Starting at the line containing "Note: for every instance of the dormer" and ending at the last line of the records, both included, can you rewrite those lines with every request kept as is and every x and y coordinate in the answers scaled by 1.25, rounding to whole numbers with halves going up?

━━━━━━━━━━

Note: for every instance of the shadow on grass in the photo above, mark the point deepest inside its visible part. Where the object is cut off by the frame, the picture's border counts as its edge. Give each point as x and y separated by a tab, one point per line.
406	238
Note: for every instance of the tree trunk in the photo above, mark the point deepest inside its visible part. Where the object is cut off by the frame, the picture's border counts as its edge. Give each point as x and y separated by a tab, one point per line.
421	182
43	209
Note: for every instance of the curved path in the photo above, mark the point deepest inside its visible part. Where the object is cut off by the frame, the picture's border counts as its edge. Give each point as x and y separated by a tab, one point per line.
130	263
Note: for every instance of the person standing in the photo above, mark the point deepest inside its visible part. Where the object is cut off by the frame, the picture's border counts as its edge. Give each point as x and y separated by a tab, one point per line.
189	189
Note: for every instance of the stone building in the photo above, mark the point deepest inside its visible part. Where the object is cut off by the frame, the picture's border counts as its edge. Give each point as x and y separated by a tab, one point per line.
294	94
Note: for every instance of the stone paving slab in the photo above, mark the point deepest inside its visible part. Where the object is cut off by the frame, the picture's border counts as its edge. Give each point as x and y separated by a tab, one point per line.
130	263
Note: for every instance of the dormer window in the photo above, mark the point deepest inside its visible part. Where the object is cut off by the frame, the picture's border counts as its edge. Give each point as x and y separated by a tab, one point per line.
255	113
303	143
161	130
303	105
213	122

━━━━━━━━━━

Answer below |
Note: for every instance of the dormer window in the photo above, mark the point deepest inside its visible part. Where the object is cut off by the frame, the picture's border counts as its edge. Give each point as x and y separated by a tab, one point per line.
319	141
379	179
201	163
379	131
266	153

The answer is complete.